PROVIDED PASSAGE -
Solutions to Homework 12 are finally available here. I apologise for the long delay in typing these up!
A few notes about what I expect you to memorise for the final, and how much work I expect you to show:
-- I expect that you will memorise for the final everything that was required for the term test (basically the first page of the term test review sheet). You also need to memorise the relationship between P_lm and P_l, and all of the first few P_l and P_lm which are given on the term test review sheet (these are needed on the final!), and the normalisation integrals for the Bessel and spherical Bessel functions, as well as the relation d/dx (x^m J_m) = x^m J_(m - 1), which we use to expand functions in series of the J_m.
-- On that point, while you are welcome to memorise also the integral of things like rho^(m + 1) J_m(lambda_mi rho), if you need a result like this on the test I expect you to work it out, rather than just giving a memorised formula.
-- Similarly, if solving the Poisson, heat, or wave equations using orthogonal expansions, I expect you to show your work; for example, with orthogonal expansions, starting out by writing out the expansion and showing how the equations for the coefficients follow, rather than going directly to the equations for the coefficients. Also, if a problem says to solve the heat or wave equation `using Fourier transforms', this means you cannot just use the heat kernel or the representation formula for the wave equation.

SHORT PROBLEM - Carry on the announcement about what to memorize and show for the final exam, picking up after its last sentence. The rows come from a separate source and are unrelated to the announcement.

DATA SHOWN -
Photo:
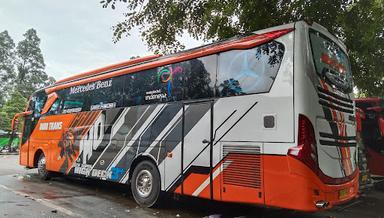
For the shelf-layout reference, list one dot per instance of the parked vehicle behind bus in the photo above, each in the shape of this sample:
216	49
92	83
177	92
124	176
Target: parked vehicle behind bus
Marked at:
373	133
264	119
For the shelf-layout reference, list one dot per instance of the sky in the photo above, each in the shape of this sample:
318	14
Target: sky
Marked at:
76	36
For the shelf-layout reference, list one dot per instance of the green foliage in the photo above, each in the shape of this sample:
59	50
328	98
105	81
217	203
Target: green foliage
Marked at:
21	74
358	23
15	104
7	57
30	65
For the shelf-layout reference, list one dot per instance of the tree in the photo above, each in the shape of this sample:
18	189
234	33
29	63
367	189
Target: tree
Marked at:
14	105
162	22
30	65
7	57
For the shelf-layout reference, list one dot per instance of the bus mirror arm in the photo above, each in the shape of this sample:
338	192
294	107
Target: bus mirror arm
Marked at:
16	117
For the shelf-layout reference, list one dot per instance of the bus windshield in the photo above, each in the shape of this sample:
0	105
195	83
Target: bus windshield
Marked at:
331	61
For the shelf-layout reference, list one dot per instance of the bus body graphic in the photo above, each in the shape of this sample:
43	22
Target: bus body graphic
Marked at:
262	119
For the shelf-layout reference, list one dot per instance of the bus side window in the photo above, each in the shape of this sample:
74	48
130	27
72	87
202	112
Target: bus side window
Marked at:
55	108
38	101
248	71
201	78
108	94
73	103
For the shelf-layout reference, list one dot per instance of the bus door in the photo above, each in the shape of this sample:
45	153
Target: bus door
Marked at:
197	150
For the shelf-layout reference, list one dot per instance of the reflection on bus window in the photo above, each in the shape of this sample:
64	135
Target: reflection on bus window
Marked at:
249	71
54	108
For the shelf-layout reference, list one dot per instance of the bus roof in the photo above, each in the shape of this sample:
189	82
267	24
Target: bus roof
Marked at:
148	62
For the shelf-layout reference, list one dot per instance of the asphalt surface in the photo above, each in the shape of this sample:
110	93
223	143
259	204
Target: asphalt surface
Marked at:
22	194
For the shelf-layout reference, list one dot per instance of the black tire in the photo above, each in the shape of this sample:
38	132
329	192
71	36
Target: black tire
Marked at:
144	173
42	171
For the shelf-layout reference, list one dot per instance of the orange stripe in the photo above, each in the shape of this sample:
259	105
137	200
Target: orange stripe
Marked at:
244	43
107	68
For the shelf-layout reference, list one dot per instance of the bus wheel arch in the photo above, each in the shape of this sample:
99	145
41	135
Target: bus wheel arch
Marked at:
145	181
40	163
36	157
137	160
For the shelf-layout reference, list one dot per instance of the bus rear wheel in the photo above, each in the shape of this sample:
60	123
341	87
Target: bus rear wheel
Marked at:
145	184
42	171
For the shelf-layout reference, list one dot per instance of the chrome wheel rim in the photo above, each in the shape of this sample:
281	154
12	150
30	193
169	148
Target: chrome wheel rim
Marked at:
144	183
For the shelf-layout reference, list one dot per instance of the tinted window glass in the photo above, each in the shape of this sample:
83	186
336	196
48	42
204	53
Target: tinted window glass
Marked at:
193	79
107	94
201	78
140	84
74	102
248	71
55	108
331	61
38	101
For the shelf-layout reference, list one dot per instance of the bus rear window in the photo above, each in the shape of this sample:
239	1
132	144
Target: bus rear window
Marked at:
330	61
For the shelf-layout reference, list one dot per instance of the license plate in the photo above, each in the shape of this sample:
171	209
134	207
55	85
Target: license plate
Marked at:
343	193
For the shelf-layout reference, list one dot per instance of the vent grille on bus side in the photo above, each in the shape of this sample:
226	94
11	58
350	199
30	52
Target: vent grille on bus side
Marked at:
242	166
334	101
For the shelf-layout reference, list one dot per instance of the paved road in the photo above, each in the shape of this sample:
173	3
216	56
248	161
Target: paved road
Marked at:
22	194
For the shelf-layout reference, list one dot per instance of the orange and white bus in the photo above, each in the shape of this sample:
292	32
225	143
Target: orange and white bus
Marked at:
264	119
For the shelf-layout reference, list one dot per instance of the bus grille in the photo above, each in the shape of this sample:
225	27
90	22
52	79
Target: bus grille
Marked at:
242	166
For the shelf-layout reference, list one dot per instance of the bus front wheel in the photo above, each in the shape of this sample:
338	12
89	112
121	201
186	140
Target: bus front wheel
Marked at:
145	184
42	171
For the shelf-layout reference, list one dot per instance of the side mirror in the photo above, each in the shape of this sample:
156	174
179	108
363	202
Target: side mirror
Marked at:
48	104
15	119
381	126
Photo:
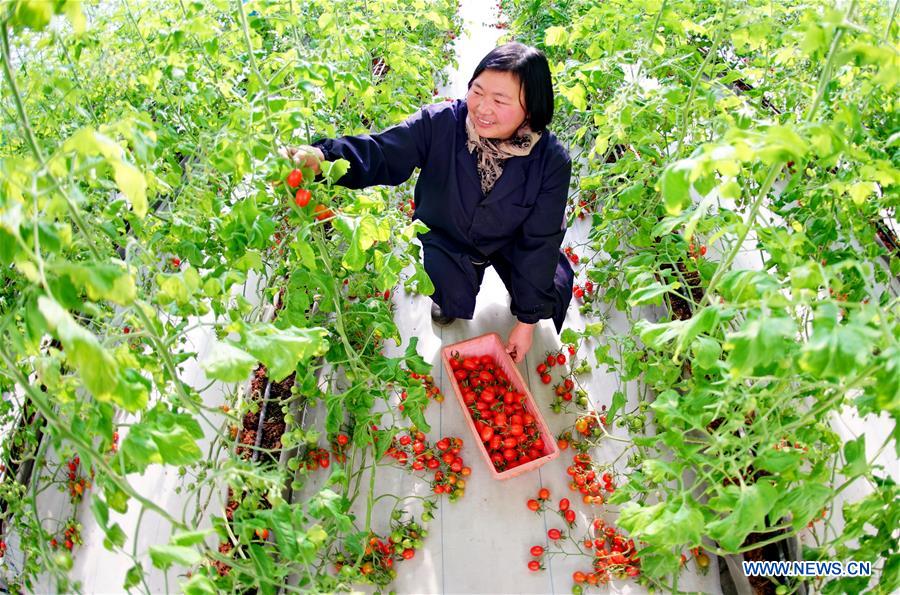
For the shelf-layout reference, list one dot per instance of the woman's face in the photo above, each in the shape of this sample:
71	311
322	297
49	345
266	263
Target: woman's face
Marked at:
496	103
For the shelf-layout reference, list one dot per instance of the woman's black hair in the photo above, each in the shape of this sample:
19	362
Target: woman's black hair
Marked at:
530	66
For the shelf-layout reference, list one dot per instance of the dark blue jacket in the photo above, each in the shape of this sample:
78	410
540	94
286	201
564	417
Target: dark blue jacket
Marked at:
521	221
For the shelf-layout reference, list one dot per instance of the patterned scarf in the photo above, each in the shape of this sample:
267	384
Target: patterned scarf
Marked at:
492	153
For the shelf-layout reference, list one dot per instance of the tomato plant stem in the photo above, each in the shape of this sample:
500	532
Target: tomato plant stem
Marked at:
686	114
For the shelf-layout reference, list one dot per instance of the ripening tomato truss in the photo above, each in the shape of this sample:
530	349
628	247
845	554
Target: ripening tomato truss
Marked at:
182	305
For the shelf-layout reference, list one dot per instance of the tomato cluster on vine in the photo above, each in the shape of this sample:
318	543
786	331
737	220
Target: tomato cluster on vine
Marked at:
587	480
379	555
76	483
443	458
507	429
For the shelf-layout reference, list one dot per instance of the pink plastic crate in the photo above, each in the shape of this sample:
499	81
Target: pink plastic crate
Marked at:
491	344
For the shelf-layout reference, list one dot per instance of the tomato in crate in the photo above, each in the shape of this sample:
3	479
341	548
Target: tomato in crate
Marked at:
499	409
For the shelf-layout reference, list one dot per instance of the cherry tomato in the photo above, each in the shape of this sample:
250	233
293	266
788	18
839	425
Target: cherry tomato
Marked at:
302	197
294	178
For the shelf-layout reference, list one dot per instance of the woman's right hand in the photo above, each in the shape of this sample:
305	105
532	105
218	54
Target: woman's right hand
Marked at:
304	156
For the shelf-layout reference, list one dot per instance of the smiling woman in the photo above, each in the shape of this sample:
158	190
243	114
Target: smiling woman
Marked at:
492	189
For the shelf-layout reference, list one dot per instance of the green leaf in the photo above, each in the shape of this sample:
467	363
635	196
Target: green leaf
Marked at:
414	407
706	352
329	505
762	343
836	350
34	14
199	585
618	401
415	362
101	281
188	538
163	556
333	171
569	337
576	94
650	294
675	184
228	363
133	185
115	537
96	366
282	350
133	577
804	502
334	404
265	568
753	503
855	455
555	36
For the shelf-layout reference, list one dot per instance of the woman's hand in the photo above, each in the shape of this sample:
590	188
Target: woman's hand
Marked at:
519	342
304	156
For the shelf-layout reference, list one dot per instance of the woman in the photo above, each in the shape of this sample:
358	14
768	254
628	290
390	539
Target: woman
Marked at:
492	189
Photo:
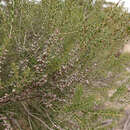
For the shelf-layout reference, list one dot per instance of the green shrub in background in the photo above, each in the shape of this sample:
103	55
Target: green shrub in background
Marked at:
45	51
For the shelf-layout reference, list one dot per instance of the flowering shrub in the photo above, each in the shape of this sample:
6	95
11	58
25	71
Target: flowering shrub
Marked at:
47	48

OUTPUT FOR THIS TASK -
-- As far as memorisation beyond the material on the term test goes, I expect you to memorise the new orthogonal sets we introduced, as well as all of the eigenfunctions and eigenvalues we introduced in class (as well as understanding the geometries and boundary conditions in which they can be used, of course). You also need to either memorise or be able to quickly rederive the eigenfunctions for the Laplacian on a cube with Neumann boundary conditions which we derived and used in Homeworks 10 and 11; so basically everything in the first two sections of p. 1 of the review sheet, as well as the information about spherical Bessel functions on p. 2.
-- -- I expect you to memorise the expression for the Green's function in R^3, as well as the formulas giving u in terms of its Laplacian and boundary values on p. 2 of the review sheet.
-- -- Fourier transforms: everything in this section on the review sheet should be memorised.
-- -- The expression for the heat kernel, as well as the representation formula for solutions to the wave equation on R^3, will be given on the test if needed.
-- Finally, a random note: if a sum is over odd indices, you may write is as sum_{i, j, k odd}, for example. There is no need to write out expressions like (2m + 1) for i, etc., as we have previously done.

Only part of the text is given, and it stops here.